READING TEXT:
- Opening Delimiter -
By Stephen Paulsen, The Big Bend Sentinel
FORT STOCKTON — There are signs of a growing coronavirus outbreak in Pecos County, as the number of cases skyrockets at a local prison and continues to increase in the broader community.
It’s the first time coronavirus cases have surged in Far West Texas outside of metro areas like El Paso and Midland-Odessa. Fort Stockton is the gateway to the Big Bend, the last stop on Interstate 10 before westbound drivers turn off for Marathon, Alpine, Presidio and Marfa.
In a news release on Tuesday, Brewster County officials took note of the rise, urging residents to limit travel to Fort Stockton “if at all possible.”
“We recommend exercising caution if making trips into Fort Stockton or other areas within Pecos County,” the news release stated. “We recommend minimizing travel to the area.”
As recently as last Thursday, Pecos had just 28 cases, but after the state reported dozens of new cases at local prisons all at once, the number more than tripled over the ensuing days. At press time on Wednesday, 102 cases were reported on the state’s map.
The county has reported no deaths or hospitalizations from the virus as recently as Monday, according to Pecos County Judge Joe Shuster.
- Closing Delimiter -
WHAT YOU NEED TO DO:
a – Shorten the paragraph of the Pecos County outbreak article that begins "As recently as last Thursday," keeping its main facts.
b – From the Pecos County outbreak article, extract everything from "It’s the first" down to "Presidio and Marfa.".
c – In the Pecos County outbreak article, what did Brewster County officials urge residents to do in their Tuesday news release?
The data that follows has no connection to the article on the Pecos County outbreak.

INFORMATION SHOWN:
- Opening Delimiter -
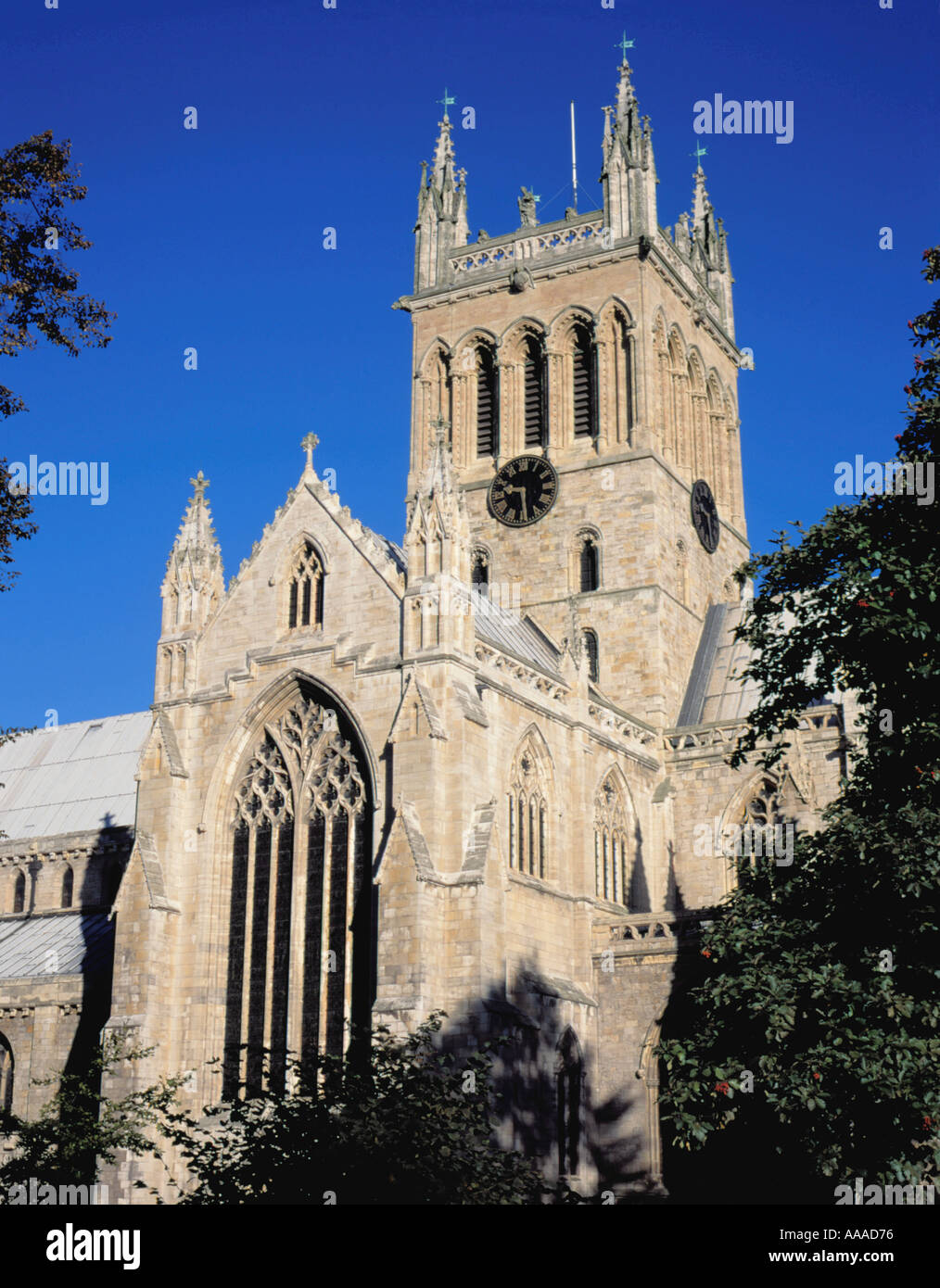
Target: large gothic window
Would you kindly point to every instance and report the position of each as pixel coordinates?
(6, 1079)
(533, 393)
(569, 1080)
(527, 812)
(306, 603)
(488, 406)
(299, 957)
(612, 842)
(583, 383)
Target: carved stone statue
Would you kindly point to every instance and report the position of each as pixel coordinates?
(527, 208)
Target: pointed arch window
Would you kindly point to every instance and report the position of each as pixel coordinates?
(583, 383)
(488, 402)
(19, 891)
(6, 1079)
(593, 656)
(533, 393)
(306, 601)
(588, 564)
(612, 842)
(480, 574)
(527, 819)
(569, 1083)
(299, 915)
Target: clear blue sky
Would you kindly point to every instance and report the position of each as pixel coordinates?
(312, 118)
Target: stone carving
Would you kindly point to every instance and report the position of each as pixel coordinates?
(264, 793)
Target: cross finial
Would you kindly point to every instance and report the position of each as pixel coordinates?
(309, 442)
(624, 45)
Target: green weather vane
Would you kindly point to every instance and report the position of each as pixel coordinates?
(624, 44)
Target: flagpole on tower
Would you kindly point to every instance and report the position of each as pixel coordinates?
(574, 164)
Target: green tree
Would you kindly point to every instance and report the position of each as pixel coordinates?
(79, 1129)
(408, 1123)
(38, 289)
(821, 978)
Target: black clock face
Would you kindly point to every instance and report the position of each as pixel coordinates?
(705, 515)
(524, 491)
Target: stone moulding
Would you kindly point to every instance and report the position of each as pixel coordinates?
(647, 933)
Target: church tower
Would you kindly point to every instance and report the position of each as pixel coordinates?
(587, 370)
- Closing Delimiter -
ANSWERS FOR THE TASKS:
a – Pecos County had only 28 cases last Thursday. After the state reported dozens of new cases at local prisons at once, the count more than tripled, reaching 102 on the state's map by Wednesday.

b –
It’s the first time coronavirus cases have surged in Far West Texas outside of metro areas like El Paso and Midland-Odessa. Fort Stockton is the gateway to the Big Bend, the last stop on Interstate 10 before westbound drivers turn off for Marathon, Alpine, Presidio and Marfa.

c – They urged residents to limit travel to Fort Stockton "if at all possible."